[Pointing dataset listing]

* * * * * * * * *

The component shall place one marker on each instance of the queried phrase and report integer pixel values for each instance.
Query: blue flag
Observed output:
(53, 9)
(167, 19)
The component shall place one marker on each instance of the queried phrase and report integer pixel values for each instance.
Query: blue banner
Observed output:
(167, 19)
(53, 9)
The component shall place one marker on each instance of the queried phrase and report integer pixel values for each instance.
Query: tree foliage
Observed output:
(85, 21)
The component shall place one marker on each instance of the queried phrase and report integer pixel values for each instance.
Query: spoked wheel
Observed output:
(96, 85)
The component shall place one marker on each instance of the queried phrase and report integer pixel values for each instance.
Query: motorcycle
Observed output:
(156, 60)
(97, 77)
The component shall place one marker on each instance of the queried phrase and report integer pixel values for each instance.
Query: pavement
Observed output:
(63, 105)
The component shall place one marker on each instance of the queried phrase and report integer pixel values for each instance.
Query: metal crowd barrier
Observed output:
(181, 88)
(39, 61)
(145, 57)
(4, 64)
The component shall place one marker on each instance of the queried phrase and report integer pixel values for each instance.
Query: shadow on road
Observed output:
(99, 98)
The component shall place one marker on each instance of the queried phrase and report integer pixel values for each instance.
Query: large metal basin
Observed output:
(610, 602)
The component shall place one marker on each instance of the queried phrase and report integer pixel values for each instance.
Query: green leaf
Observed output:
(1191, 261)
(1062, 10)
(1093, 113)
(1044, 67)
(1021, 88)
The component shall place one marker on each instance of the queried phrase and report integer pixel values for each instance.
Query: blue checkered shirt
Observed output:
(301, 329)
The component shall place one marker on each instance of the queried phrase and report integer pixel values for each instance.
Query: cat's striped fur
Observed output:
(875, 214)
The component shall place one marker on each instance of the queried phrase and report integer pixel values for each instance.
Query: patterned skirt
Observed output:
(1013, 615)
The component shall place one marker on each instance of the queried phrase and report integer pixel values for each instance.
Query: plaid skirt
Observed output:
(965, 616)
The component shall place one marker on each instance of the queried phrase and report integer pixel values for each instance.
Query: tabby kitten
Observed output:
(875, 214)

* * * * * * * * *

_What the exercise asks_
Extract every line of the listing above that contains the word "metal", treating uppercase and lowercase letters as distinct.

_The output_
Query: metal crowd barrier
Query: large metal basin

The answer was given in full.